Text to read:
━━━━━━

Over the years I’ve tweaked the technique—blanching the beans so they stay emerald, blooming the smoked paprika in oil for deeper flavor, finishing with a splash of apple-cider vinegar to brighten all that richness—but the heart of the recipe never changes. It’s still the dish that feeds a crowd without breaking the bank, still the aroma that drifts through the house and pulls everyone to the table, still the taste that makes my children pause mid-chew and say, “Tell us about the first time you had this, Mom.” If you’re looking for a meaningful, nourishing centerpiece for your own MLK Day table, one that honors the African-American culinary traditions that shaped Southern foodways, you’ve found it. Let’s get smothering.

Why This Recipe Works

  • Smoky pot-liquor gravy: A slow roux plus smoked turkey or liquid smoke gives you the depth of traditional Sunday beans without an all-day boil.
  • Blanch-then-smother method: Quick blanching locks in color; finishing in the gravy keeps them tender, never mushy.
  • One-pot rice: Jasmine rice simmers in the same pot you’ll smother the beans in, soaking up every layer of flavor.
  • Make-ahead friendly: Tastes even better the next day, so you can celebrate and still have time for the parade or day of service.
  • Budget hero: Feeds ten for under twelve dollars, proving delicious activism is accessible.
  • Versatile: Vegan? Use mushroom stock and coconut oil. Gluten-free? Swap the roux for a cornstarch slurry.

Ingredients You'll Need

Ingredients

Before we start smothering, let’s talk produce. Look for haricots verts–style green beans that snap cleanly when bent; if the tips are brown or the bean feels limp, skip them. During winter months I lean on the pre-trimmed two-pound bags from my co-op because they’re picked young and stay sweet. For the “holy trinity” base, fresh onion, bell pepper, and celery are non-negotiables—frozen mirepoix won’t give you the same grassy perfume. Smoked turkey wings are traditional (and sold in most large supermarkets near the smoked ham hocks), but if you keep vegetarian company, a teaspoon of liquid smoke plus two teaspoons of smoked paprika achieves surprisingly similar depth.

Rice matters. Jasmine’s floral aroma lifts the earthiness of the beans, but long-grain brown rice works if you extend the simmer by ten minutes and add an extra ¼-cup broth. Stock is your next secret: homemade chicken or vegetable stock gives body, but in a pinch, low-sodium store-bought plus one teaspoon soy sauce or miso equals instant umami. Finally, the fat: I use half butter for silkiness, half olive oil for higher smoke point; if you’re dairy-free, refined coconut oil is flavor-neutral and keeps the roux blond.

━━━━━━

Excerpts from a point labeling dataset:
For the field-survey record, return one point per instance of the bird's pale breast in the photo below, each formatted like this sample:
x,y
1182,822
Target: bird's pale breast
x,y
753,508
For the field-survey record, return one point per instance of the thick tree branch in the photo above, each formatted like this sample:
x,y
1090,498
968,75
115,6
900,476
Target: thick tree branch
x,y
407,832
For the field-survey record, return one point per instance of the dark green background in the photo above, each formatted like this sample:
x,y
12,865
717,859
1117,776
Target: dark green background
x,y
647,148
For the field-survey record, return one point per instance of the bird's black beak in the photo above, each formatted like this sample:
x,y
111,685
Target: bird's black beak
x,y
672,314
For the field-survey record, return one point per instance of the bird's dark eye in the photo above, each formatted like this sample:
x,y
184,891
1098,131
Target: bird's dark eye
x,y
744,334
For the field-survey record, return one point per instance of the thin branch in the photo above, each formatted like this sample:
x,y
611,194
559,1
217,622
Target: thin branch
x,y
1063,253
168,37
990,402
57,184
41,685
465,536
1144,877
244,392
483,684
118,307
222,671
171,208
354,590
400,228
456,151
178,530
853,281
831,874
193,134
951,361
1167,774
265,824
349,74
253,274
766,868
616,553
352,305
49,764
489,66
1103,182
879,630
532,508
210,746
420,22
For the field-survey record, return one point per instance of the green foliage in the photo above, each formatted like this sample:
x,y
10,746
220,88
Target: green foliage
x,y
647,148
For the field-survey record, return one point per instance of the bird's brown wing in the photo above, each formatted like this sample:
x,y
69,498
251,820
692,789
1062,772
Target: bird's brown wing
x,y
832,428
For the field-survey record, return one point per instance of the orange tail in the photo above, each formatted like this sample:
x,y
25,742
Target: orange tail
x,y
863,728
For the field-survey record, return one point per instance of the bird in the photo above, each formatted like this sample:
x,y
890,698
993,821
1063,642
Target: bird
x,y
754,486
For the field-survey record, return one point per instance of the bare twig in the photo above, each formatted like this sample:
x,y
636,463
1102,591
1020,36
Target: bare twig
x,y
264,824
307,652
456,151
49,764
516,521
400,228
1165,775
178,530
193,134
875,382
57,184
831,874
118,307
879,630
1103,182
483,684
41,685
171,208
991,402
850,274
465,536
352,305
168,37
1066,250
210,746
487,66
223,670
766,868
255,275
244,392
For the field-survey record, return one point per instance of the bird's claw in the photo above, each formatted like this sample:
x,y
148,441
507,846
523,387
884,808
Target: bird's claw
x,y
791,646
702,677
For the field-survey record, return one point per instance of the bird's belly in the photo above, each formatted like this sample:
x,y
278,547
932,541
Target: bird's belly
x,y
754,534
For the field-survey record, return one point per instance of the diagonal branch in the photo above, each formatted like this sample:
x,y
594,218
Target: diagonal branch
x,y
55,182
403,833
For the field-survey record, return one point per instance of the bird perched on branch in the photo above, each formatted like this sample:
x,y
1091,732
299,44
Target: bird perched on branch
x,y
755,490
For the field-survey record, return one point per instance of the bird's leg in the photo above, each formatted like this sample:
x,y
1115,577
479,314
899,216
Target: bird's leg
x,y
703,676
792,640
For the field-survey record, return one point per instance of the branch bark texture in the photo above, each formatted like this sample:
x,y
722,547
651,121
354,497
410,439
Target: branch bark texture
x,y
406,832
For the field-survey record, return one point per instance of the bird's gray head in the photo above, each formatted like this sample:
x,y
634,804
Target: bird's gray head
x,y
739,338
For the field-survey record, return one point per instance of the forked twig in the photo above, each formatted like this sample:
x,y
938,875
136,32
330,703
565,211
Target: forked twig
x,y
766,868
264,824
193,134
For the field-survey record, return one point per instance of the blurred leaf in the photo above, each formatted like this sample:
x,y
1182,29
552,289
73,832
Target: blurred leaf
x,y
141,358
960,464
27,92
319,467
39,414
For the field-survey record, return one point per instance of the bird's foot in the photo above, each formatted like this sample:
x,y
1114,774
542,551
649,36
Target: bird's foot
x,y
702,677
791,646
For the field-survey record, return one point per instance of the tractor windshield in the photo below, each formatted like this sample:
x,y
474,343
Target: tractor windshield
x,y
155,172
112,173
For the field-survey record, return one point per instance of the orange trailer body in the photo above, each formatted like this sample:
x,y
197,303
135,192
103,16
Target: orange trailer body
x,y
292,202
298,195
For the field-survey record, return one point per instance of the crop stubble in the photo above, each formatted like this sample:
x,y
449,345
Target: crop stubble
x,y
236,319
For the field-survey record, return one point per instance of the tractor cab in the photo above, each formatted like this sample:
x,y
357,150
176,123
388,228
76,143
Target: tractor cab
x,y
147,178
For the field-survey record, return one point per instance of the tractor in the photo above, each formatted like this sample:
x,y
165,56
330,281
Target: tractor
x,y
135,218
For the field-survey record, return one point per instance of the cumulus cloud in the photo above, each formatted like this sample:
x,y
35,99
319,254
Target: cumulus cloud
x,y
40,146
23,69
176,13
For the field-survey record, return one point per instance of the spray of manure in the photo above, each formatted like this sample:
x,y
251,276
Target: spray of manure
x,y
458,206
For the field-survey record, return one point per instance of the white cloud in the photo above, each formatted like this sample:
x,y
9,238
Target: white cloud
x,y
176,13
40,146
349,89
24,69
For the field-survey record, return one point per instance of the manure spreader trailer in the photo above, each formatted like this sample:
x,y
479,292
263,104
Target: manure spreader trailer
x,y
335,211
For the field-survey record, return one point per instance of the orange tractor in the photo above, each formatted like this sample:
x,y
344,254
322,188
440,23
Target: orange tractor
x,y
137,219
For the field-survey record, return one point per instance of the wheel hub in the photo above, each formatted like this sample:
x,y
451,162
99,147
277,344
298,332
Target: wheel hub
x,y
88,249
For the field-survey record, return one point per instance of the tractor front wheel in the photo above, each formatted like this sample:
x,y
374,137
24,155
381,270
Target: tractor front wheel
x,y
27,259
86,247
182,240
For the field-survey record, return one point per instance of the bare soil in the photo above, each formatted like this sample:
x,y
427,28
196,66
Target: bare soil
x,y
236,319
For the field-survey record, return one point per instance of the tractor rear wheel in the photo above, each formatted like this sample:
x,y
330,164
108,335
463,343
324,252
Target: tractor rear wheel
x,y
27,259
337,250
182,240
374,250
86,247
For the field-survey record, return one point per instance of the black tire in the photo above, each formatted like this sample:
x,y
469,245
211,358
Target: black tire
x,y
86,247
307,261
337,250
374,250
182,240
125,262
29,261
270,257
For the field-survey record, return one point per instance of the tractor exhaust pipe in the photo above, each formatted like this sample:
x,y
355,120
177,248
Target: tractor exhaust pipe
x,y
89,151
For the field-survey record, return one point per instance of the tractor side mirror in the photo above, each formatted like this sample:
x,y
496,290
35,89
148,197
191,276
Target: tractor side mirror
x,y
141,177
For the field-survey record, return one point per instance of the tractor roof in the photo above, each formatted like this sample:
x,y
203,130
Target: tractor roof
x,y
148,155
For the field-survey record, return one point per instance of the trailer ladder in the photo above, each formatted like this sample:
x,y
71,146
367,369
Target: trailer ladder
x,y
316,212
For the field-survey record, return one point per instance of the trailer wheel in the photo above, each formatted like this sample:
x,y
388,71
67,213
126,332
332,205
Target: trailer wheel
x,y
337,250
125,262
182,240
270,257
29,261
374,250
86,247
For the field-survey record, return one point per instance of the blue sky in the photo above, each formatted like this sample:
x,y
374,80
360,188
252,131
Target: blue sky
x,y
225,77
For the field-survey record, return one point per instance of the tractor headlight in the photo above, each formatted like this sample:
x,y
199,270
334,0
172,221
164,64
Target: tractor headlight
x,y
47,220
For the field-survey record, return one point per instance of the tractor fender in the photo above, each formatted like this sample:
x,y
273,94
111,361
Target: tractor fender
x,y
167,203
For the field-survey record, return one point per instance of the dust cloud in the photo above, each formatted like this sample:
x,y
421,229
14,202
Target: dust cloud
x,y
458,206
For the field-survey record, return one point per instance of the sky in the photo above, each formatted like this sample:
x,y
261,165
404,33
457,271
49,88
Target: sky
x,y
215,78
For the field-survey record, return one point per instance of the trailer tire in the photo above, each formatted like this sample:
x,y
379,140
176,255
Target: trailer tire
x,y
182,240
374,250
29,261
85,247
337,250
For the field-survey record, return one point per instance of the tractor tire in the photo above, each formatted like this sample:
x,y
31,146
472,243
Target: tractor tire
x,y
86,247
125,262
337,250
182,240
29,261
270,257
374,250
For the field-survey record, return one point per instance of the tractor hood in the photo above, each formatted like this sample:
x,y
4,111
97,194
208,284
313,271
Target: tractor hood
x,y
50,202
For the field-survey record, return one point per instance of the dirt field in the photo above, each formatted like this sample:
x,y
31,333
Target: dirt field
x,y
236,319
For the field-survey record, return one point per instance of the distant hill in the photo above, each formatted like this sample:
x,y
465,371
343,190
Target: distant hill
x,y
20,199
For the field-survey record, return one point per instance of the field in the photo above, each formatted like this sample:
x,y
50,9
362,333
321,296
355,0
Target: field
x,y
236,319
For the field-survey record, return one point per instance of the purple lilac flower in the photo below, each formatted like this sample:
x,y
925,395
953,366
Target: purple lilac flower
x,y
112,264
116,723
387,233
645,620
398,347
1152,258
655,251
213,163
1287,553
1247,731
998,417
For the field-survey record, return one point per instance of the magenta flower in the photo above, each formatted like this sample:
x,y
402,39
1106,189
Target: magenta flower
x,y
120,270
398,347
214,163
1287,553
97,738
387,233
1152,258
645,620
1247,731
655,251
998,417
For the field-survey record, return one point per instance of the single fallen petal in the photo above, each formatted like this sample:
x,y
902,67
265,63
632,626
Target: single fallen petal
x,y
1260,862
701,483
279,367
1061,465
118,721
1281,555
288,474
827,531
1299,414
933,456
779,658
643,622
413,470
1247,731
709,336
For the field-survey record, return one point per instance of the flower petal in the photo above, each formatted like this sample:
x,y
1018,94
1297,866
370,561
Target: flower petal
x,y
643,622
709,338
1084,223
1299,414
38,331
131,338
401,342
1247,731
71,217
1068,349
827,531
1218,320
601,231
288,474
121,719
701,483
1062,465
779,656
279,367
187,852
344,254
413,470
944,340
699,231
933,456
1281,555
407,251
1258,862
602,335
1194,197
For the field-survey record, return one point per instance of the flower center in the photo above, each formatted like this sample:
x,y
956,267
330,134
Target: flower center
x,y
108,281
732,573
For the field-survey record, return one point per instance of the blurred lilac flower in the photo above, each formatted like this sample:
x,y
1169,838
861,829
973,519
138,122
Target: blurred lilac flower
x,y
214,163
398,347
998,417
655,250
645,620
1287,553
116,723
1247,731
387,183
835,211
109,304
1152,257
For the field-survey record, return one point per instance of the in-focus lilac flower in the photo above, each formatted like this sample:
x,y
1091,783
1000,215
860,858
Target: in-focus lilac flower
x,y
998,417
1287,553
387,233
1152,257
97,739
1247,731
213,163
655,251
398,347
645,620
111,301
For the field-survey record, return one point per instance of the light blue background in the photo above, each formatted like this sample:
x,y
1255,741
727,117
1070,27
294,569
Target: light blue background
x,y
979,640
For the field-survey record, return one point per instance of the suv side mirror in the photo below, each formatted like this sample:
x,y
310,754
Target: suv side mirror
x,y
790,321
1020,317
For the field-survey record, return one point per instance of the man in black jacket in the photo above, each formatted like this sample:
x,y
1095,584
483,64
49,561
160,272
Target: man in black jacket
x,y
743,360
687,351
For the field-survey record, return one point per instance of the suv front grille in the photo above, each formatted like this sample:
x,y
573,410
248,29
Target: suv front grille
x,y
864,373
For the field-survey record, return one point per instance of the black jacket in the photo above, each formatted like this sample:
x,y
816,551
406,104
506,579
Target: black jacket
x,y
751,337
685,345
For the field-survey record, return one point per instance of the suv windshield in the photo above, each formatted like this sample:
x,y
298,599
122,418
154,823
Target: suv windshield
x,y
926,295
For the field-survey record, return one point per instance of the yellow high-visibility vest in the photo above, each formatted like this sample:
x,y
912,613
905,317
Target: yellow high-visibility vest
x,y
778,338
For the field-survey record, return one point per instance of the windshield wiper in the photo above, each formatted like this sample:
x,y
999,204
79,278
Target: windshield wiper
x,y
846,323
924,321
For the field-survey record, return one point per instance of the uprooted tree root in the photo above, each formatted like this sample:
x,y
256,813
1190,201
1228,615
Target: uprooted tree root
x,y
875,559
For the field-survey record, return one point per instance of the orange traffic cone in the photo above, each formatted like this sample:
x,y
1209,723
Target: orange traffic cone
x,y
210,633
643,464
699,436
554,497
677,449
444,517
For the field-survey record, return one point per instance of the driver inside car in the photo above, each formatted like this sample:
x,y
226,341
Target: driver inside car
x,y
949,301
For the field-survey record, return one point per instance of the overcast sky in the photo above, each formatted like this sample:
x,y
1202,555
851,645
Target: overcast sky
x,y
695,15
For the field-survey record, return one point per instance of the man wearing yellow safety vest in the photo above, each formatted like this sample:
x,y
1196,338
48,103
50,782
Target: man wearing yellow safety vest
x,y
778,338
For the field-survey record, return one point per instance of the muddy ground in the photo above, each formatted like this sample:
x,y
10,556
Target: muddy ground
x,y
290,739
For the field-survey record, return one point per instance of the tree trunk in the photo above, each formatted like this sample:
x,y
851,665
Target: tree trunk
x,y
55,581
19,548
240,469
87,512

━━━━━━

Exercise objective: Reproduce the stretch of the recipe text from "Why This Recipe" through "activism is accessible.", word for word.

Answer to the task:
Why This Recipe Works

  • Smoky pot-liquor gravy: A slow roux plus smoked turkey or liquid smoke gives you the depth of traditional Sunday beans without an all-day boil.
  • Blanch-then-smother method: Quick blanching locks in color; finishing in the gravy keeps them tender, never mushy.
  • One-pot rice: Jasmine rice simmers in the same pot you’ll smother the beans in, soaking up every layer of flavor.
  • Make-ahead friendly: Tastes even better the next day, so you can celebrate and still have time for the parade or day of service.
  • Budget hero: Feeds ten for under twelve dollars, proving delicious activism is accessible.